[START OF INPUT MATERIAL]

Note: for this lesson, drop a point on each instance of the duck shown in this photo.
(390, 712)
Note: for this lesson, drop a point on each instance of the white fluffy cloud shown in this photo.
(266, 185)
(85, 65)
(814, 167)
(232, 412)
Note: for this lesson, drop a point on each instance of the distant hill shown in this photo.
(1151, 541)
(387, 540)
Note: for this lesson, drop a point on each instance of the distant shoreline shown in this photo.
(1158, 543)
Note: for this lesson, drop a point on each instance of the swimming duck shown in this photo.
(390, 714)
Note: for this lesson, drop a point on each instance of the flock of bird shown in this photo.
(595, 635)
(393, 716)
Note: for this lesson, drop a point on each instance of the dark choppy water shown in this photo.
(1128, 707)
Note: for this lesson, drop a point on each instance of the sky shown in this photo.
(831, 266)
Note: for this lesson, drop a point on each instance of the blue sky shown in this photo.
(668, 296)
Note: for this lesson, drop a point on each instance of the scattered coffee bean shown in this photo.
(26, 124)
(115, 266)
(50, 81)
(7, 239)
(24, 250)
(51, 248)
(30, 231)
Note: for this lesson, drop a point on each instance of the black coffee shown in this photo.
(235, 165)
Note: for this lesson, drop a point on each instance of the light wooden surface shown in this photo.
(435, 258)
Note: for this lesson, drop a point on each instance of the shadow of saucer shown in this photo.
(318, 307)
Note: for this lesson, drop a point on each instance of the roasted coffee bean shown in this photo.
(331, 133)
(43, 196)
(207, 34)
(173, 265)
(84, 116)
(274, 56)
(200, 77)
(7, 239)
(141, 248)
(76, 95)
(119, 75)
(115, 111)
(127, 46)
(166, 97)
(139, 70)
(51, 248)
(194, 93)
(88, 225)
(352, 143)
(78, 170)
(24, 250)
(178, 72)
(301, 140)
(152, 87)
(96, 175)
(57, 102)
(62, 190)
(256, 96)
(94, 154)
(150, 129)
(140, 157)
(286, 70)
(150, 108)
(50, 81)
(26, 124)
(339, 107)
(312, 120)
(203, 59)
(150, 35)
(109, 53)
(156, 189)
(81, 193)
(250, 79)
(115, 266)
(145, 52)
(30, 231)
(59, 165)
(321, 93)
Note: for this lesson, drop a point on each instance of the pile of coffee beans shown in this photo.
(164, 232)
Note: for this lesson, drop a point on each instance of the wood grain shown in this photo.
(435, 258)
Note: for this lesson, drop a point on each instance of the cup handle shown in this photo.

[END OF INPUT MATERIAL]

YOUR TASK:
Repeat verbatim the lines of the records from the one holding "beans shown in this photo." through the last line of the records, inclusive.

SOLUTION TO THE EXERCISE:
Note: for this lesson, drop a point on each instance of the pile of coffee beans shown in this photo.
(164, 232)
Note: for this lesson, drop a point on each instance of the wood grain shown in this photo.
(435, 258)
Note: for this lesson, drop a point on each instance of the cup handle shown in this photo.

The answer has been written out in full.